-- start SOURCE PASSAGE --

A friend of mine worked at a local café. She started on $18 an hour, cash in hand. She worked five days a week, including Saturdays. After three months her pay went up to $20.
My friend received no pay slips, no superannuation. She asked several times to “go on the books”. The café owner said yes but nothing changed.
I estimate these respectable business people stole several thousand dollars from her over the year. They stole similar amounts from every one of their workers.
By the time my friend left, after almost a year, there had been at least a 200 per cent turnover of staff. At least one made an anonymous complaint to the Fair Work Commission.
The café owners had already had to back pay a former employee at another café they ran.
Yet they continued to underpay. It’s profitable, after all, and there are no penalties if they are caught, beyond repaying the employee the money they are owed.
I won’t name the café here, because I would find it hard to prove my tale in a court of law – there are no written records, after all – but I don’t go there and I tell other people to avoid it, and why.

-- end SOURCE PASSAGE --
-- start DATA SUPPLIED --

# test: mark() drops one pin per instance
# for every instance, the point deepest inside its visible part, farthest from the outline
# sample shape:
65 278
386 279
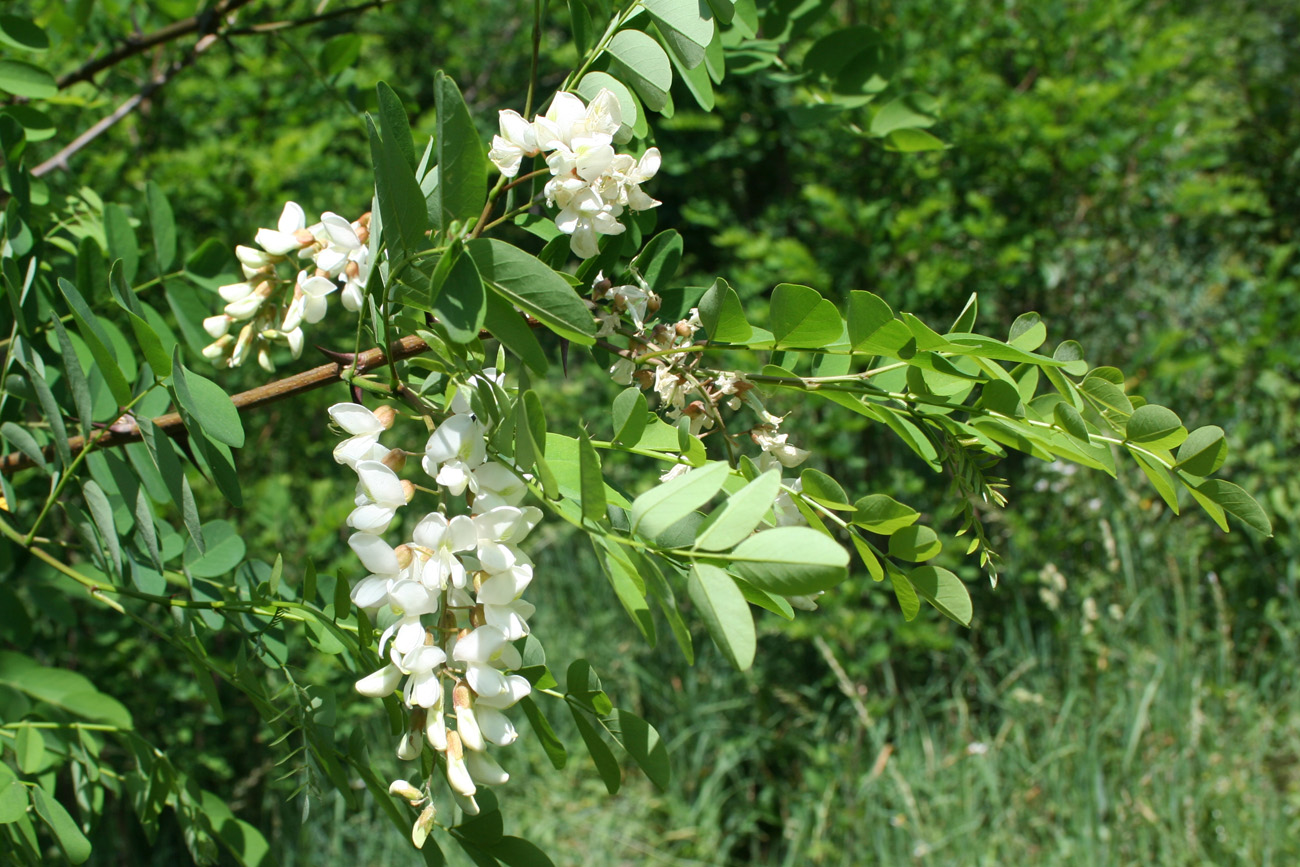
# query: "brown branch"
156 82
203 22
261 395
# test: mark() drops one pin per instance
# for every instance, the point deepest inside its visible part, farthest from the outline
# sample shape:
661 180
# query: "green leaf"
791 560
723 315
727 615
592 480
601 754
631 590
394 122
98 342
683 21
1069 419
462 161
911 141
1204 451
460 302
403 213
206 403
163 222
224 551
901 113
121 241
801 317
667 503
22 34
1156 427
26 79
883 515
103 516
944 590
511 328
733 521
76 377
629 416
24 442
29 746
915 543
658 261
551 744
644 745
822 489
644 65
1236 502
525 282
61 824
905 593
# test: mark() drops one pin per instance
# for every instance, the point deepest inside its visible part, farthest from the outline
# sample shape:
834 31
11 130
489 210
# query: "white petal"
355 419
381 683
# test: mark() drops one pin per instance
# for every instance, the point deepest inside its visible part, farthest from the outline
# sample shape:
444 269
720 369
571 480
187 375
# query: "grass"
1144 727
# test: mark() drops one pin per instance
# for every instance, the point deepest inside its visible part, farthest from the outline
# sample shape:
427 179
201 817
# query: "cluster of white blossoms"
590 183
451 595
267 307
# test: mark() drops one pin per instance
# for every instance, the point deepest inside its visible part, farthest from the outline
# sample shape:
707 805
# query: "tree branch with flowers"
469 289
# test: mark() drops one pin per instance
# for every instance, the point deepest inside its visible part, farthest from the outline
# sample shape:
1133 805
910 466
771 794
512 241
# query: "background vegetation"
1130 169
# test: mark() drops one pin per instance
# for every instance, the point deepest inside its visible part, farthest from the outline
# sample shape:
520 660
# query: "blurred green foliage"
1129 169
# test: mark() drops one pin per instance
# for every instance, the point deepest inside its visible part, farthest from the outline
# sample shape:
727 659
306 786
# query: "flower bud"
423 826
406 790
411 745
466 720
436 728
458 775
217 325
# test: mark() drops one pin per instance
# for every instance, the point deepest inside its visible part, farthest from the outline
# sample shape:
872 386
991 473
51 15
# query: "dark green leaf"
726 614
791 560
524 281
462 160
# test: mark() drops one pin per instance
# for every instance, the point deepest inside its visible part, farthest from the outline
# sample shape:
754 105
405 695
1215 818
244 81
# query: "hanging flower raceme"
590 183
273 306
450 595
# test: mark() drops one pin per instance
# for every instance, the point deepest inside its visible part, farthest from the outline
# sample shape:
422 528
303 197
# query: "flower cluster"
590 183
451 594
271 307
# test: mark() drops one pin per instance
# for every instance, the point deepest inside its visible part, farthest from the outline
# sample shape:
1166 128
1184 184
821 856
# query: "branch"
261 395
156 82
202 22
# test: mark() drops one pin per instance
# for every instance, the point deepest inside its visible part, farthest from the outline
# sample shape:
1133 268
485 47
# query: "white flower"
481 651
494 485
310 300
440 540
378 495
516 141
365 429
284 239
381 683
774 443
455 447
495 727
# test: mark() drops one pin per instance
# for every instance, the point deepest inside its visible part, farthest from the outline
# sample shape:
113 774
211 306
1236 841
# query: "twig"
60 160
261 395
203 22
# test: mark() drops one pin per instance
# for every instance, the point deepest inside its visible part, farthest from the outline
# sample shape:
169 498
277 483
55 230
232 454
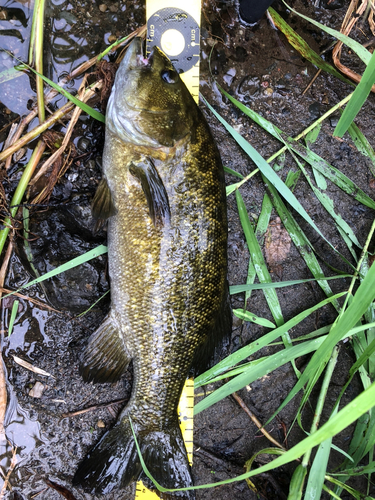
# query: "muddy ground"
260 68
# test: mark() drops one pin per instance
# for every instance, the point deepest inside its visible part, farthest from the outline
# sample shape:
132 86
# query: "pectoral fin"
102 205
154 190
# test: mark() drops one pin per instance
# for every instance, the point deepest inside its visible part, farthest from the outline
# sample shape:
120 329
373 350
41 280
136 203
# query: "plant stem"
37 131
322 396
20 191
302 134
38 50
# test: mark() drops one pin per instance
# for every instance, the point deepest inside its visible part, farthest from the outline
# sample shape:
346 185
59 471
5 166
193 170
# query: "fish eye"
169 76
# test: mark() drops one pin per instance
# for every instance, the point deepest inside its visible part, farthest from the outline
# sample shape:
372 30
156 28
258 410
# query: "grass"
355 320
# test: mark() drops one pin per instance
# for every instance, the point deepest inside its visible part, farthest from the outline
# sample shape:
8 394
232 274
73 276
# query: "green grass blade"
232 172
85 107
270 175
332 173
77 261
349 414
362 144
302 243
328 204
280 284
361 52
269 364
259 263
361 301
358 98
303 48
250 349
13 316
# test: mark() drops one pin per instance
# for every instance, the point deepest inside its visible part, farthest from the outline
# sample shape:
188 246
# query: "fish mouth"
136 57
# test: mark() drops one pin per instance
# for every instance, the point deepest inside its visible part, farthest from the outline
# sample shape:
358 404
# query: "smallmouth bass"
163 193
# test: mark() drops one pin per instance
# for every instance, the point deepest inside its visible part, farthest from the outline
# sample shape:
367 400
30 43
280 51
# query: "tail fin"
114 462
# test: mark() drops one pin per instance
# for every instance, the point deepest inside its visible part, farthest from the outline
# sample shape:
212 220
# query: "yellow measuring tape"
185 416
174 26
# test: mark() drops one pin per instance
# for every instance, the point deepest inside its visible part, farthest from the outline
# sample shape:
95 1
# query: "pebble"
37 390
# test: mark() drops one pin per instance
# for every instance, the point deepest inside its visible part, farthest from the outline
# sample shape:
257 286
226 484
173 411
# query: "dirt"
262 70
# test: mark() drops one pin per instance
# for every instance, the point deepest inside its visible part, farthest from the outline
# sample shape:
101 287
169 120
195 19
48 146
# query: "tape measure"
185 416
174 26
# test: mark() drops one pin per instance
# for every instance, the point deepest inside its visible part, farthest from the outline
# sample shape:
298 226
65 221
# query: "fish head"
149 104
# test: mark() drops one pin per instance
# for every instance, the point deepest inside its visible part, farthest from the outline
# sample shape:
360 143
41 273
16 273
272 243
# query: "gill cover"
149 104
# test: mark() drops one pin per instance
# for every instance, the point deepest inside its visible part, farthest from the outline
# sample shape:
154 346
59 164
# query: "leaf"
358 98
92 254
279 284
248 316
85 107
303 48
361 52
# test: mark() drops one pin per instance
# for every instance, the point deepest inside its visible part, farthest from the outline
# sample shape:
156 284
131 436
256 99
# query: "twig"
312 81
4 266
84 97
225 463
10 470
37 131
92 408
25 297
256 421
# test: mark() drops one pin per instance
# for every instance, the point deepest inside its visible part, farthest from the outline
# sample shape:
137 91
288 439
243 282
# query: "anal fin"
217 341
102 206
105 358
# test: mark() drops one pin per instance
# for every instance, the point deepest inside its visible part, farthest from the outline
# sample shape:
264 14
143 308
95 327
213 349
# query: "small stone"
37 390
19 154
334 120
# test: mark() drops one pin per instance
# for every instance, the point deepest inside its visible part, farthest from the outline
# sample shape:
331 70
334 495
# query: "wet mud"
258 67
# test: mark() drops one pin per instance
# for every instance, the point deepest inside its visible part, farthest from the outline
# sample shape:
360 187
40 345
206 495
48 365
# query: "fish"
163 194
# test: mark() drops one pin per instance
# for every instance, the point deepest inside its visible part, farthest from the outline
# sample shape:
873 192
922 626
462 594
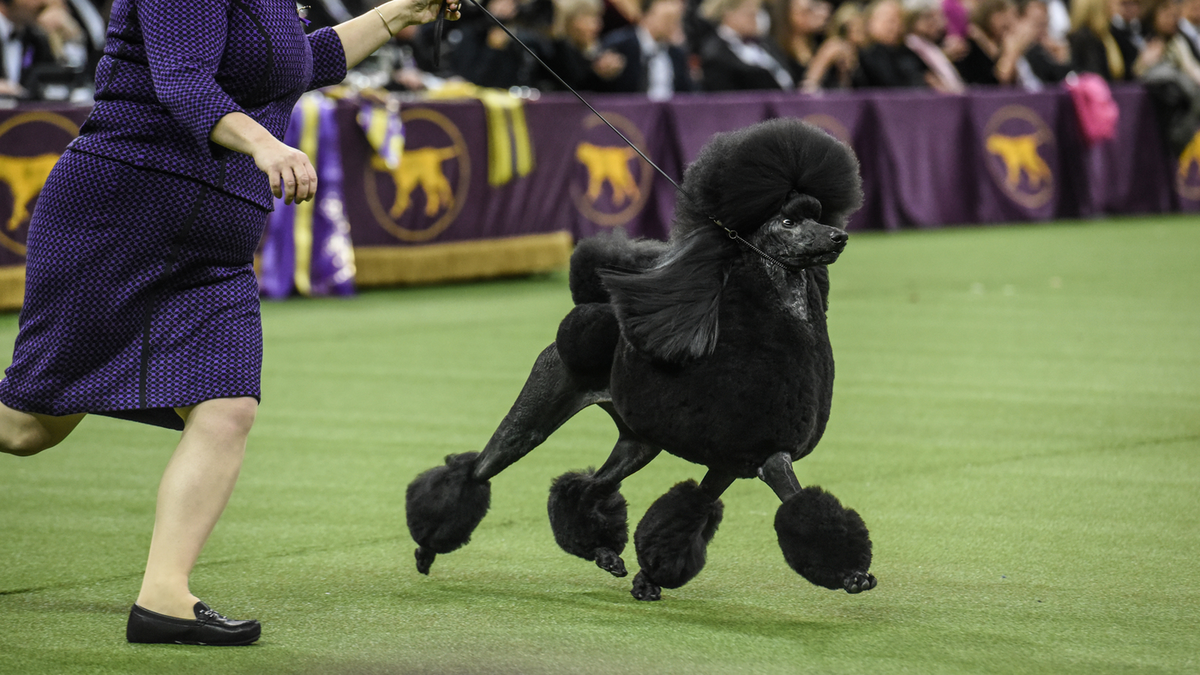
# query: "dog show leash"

-- end DATA SUPPLIED --

■ TASKS AND EXERCISES
1) Translate this sentence from the café account into Spanish: "The café owners had already had to back pay a former employee at another café they ran."
2) Reproduce the café account word for word, starting at "By the time" and ending at "café they ran.".

■ THE RESPONSES
1) Los dueños de la cafetería ya habían tenido que pagar atrasos a un exempleado en otra cafetería que administraban.

2)
By the time my friend left, after almost a year, there had been at least a 200 per cent turnover of staff. At least one made an anonymous complaint to the Fair Work Commission.
The café owners had already had to back pay a former employee at another café they ran.